Your assignment. Up to and including the line with "Target: hotel sign", please set down the entries below exactly, starting from the first line.

Exercise inputs Start Marker

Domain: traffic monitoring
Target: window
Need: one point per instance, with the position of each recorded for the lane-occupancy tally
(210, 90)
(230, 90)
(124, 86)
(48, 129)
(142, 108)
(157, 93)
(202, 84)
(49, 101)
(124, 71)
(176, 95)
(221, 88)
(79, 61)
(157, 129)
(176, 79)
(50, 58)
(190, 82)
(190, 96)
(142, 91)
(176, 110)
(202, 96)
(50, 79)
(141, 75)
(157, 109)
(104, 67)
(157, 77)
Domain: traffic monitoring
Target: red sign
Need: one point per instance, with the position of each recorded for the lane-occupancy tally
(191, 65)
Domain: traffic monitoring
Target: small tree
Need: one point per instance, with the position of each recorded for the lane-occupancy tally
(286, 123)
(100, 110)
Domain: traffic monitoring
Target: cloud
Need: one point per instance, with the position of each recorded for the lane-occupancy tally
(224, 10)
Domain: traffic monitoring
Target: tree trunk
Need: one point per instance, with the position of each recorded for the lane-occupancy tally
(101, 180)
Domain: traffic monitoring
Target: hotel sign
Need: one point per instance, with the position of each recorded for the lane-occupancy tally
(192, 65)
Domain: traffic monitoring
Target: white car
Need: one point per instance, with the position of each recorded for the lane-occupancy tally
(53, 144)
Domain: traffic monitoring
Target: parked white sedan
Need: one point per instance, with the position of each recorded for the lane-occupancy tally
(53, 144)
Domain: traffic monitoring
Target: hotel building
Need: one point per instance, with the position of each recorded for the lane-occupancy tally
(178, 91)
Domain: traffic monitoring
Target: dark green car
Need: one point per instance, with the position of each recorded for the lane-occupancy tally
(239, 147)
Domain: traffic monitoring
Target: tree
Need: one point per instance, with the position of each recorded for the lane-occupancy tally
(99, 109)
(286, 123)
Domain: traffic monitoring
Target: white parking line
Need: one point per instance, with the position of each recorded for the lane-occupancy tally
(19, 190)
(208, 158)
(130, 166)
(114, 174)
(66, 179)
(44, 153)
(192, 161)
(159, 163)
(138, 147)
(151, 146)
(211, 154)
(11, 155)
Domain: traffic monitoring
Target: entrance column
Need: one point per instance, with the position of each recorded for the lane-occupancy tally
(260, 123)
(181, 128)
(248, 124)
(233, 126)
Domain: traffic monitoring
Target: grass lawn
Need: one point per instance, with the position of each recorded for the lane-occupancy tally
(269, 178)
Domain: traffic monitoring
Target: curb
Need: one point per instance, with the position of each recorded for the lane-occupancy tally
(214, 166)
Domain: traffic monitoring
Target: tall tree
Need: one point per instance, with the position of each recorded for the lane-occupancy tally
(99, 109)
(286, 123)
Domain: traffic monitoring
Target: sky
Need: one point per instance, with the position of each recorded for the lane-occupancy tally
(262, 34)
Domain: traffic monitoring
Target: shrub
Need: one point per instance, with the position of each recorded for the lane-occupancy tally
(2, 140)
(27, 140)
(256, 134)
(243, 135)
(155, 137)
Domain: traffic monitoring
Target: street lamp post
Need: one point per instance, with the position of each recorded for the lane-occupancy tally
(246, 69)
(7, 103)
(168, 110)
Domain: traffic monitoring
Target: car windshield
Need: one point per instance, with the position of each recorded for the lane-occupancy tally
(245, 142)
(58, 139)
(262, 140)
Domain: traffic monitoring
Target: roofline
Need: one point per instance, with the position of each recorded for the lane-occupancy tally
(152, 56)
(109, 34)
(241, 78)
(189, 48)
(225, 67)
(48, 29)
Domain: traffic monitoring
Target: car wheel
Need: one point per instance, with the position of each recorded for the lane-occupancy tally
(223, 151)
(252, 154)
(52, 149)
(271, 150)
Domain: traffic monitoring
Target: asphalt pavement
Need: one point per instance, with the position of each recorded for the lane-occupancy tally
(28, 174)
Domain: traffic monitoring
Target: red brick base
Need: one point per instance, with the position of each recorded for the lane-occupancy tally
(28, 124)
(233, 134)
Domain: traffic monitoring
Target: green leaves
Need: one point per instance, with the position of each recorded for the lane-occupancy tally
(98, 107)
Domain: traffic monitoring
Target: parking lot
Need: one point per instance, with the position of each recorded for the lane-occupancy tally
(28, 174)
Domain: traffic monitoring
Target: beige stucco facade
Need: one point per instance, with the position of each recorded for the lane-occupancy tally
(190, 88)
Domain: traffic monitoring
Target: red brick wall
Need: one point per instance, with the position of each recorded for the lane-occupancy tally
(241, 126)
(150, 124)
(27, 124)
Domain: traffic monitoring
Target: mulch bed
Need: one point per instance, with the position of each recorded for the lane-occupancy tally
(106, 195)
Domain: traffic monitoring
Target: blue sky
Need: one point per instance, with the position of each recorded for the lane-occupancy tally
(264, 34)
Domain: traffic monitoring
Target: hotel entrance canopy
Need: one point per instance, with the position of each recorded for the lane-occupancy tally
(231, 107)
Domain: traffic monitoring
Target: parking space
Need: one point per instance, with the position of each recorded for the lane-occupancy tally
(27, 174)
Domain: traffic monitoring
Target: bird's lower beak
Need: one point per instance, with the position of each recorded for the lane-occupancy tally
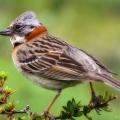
(6, 32)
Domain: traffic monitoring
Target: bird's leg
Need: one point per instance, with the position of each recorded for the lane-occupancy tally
(95, 100)
(52, 102)
(93, 95)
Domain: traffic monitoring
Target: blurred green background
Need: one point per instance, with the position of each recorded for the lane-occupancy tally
(92, 25)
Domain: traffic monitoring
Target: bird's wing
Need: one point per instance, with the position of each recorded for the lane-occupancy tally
(89, 62)
(54, 65)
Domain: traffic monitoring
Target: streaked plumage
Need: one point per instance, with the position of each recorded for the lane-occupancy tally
(49, 61)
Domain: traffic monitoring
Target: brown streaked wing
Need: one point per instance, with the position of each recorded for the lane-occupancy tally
(55, 65)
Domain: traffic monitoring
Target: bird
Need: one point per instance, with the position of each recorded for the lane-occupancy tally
(51, 62)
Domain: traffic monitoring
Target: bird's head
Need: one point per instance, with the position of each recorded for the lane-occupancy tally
(24, 28)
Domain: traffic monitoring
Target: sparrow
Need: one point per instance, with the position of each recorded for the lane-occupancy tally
(49, 61)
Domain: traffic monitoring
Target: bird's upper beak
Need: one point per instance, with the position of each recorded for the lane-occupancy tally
(6, 32)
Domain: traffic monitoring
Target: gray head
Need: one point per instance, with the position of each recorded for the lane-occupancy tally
(22, 25)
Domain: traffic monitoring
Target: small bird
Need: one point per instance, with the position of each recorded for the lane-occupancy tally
(49, 61)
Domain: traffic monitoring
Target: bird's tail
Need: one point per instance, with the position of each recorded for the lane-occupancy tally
(109, 80)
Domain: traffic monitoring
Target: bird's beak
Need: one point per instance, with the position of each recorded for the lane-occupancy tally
(6, 32)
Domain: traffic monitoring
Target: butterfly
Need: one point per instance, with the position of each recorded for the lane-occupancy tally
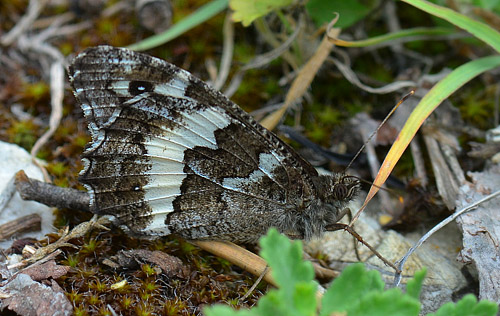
(170, 155)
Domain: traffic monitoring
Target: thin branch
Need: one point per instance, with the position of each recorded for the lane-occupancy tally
(402, 261)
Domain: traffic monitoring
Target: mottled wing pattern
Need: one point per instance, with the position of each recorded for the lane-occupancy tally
(171, 155)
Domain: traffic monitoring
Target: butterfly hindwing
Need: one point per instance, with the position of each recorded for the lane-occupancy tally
(171, 155)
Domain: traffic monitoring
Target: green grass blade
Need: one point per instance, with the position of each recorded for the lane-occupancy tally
(442, 90)
(407, 36)
(480, 30)
(196, 18)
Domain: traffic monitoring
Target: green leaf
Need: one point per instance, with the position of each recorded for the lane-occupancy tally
(467, 306)
(391, 302)
(349, 288)
(285, 259)
(350, 12)
(196, 18)
(304, 298)
(246, 11)
(414, 285)
(480, 30)
(442, 90)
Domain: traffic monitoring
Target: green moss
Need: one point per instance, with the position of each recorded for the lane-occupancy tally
(23, 133)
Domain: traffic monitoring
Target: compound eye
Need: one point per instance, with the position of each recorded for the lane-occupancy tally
(340, 191)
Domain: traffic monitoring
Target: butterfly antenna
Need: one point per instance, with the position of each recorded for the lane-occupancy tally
(412, 92)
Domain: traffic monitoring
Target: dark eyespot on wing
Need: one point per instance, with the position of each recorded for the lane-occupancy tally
(138, 87)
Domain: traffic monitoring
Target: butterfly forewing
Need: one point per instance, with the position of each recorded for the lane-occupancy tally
(171, 155)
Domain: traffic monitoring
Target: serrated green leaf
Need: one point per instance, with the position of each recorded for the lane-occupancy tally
(246, 11)
(391, 302)
(414, 285)
(285, 259)
(349, 288)
(467, 306)
(274, 303)
(304, 298)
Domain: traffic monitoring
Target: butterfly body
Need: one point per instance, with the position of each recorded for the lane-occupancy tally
(170, 155)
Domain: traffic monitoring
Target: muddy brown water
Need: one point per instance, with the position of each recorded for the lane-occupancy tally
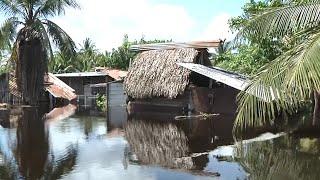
(66, 144)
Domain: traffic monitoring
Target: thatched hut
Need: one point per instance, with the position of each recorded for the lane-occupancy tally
(160, 78)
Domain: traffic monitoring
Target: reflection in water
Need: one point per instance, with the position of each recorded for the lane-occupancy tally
(178, 144)
(29, 157)
(32, 144)
(282, 158)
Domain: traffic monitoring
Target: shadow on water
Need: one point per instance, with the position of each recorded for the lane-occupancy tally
(29, 156)
(35, 144)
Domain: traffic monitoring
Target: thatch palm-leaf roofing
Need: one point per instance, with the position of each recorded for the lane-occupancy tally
(155, 73)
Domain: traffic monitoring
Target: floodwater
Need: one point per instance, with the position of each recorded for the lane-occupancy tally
(64, 144)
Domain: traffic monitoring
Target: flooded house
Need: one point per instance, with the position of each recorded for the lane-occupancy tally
(179, 78)
(103, 81)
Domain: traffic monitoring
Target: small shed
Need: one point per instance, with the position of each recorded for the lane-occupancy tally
(158, 80)
(54, 89)
(116, 97)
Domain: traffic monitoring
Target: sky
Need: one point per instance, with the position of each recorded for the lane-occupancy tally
(106, 22)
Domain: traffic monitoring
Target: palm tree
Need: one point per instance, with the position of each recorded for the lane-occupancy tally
(294, 77)
(32, 46)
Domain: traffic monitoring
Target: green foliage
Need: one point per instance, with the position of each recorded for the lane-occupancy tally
(101, 102)
(247, 58)
(88, 57)
(288, 81)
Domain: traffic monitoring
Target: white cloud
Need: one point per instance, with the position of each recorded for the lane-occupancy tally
(218, 28)
(106, 21)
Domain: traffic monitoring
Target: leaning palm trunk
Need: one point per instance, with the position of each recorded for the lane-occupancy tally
(316, 110)
(31, 65)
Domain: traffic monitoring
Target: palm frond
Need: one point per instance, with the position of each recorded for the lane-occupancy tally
(38, 25)
(282, 85)
(61, 38)
(55, 7)
(284, 20)
(10, 7)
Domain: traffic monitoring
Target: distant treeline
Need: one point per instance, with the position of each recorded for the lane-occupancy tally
(88, 57)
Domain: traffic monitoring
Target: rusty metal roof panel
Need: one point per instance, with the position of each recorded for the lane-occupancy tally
(81, 74)
(231, 79)
(174, 45)
(59, 89)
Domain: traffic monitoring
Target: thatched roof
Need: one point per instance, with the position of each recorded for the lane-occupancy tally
(156, 74)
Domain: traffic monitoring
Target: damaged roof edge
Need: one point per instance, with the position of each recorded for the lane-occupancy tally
(231, 79)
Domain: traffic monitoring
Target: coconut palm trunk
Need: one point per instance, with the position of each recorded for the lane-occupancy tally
(316, 110)
(32, 47)
(31, 66)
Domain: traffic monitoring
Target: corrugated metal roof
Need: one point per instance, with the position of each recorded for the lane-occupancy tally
(174, 45)
(58, 88)
(116, 74)
(231, 79)
(82, 74)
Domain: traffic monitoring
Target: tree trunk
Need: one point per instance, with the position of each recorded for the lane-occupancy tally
(316, 110)
(31, 66)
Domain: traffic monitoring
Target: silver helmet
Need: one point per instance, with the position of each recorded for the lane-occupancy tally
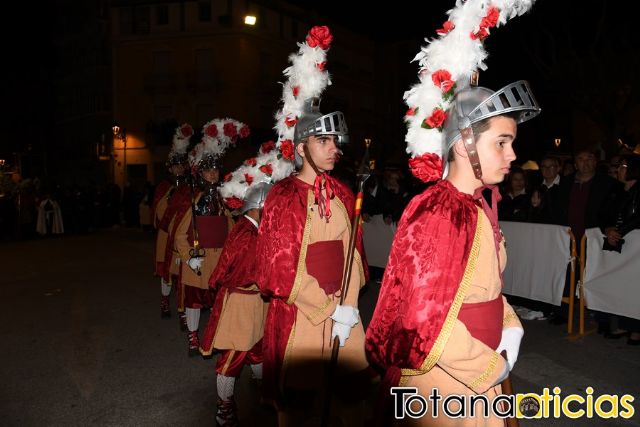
(473, 104)
(313, 122)
(255, 196)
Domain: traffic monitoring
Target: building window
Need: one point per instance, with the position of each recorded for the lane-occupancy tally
(204, 11)
(162, 14)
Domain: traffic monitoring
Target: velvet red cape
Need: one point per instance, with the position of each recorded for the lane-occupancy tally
(426, 265)
(177, 207)
(279, 242)
(236, 268)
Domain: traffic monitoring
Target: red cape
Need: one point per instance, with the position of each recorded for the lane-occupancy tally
(426, 266)
(279, 242)
(236, 268)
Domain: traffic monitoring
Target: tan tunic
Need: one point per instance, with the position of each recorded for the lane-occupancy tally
(467, 366)
(182, 246)
(161, 237)
(310, 337)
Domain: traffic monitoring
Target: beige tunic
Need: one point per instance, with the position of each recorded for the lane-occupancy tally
(467, 366)
(310, 338)
(182, 246)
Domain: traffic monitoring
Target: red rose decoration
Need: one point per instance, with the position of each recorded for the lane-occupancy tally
(446, 28)
(491, 20)
(290, 122)
(233, 202)
(286, 148)
(320, 36)
(186, 130)
(211, 130)
(230, 130)
(427, 167)
(266, 169)
(267, 147)
(442, 79)
(437, 118)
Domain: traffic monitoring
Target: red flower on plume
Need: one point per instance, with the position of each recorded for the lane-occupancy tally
(442, 79)
(266, 169)
(286, 148)
(320, 36)
(267, 147)
(427, 167)
(230, 130)
(436, 119)
(186, 130)
(447, 27)
(491, 20)
(211, 130)
(290, 122)
(233, 202)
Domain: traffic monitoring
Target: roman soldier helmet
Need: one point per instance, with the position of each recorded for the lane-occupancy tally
(255, 196)
(447, 101)
(306, 80)
(313, 122)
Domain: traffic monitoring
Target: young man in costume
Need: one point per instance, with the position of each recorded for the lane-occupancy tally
(441, 321)
(236, 323)
(202, 230)
(163, 209)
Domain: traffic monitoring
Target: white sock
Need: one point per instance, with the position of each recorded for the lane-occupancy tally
(165, 288)
(257, 371)
(225, 386)
(193, 319)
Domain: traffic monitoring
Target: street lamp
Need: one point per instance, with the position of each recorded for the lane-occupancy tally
(121, 134)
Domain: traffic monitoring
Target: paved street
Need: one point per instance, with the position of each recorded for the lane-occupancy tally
(83, 345)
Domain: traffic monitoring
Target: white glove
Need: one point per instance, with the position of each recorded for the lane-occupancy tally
(195, 263)
(346, 314)
(341, 331)
(510, 342)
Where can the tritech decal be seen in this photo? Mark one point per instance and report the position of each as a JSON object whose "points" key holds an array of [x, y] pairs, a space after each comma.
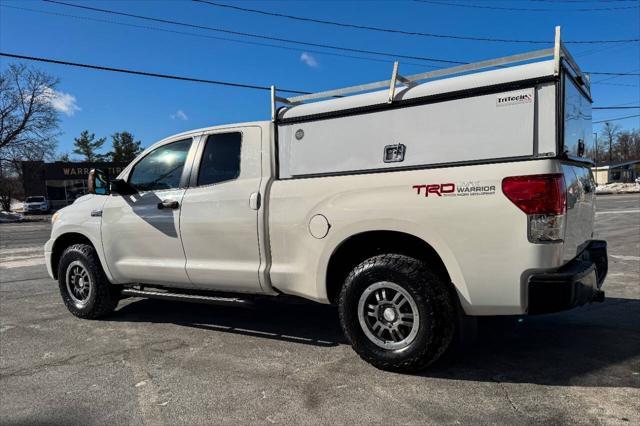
{"points": [[514, 98], [462, 189]]}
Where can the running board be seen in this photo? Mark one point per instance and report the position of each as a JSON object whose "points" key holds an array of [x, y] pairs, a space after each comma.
{"points": [[181, 297]]}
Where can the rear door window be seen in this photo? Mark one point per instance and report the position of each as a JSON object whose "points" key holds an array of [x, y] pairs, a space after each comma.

Exercise inputs End Marker

Task response.
Domain: traffic monitoring
Target: window
Need: one point per instance, with the position of each recorded for the lane-occupancy tally
(210, 90)
(230, 90)
(124, 86)
(48, 129)
(142, 108)
(157, 93)
(202, 84)
(49, 101)
(124, 71)
(176, 95)
(221, 88)
(79, 61)
(157, 129)
(176, 79)
(50, 58)
(190, 82)
(190, 96)
(142, 91)
(176, 110)
(202, 96)
(50, 79)
(141, 75)
(157, 109)
(104, 67)
(157, 77)
Domain: traffic monitoring
Target: red sign
Need: one point per instance, with the position of each recorded for the lane-occupancy tally
(191, 65)
Domain: traffic monitoring
Target: small tree
Need: one point per instance, with the position of each recorded for the lane-occupancy tally
(286, 123)
(100, 110)
Domain: traffic monitoring
Target: cloud
Need: one point per instance, with the position of each recorded for the lane-occupancy tally
(224, 10)
Domain: traffic monitoring
Target: tree trunk
Need: one point per instance, with the position of each recorded for the lane-occupancy tally
(101, 180)
Domain: traffic monitoring
Target: hotel sign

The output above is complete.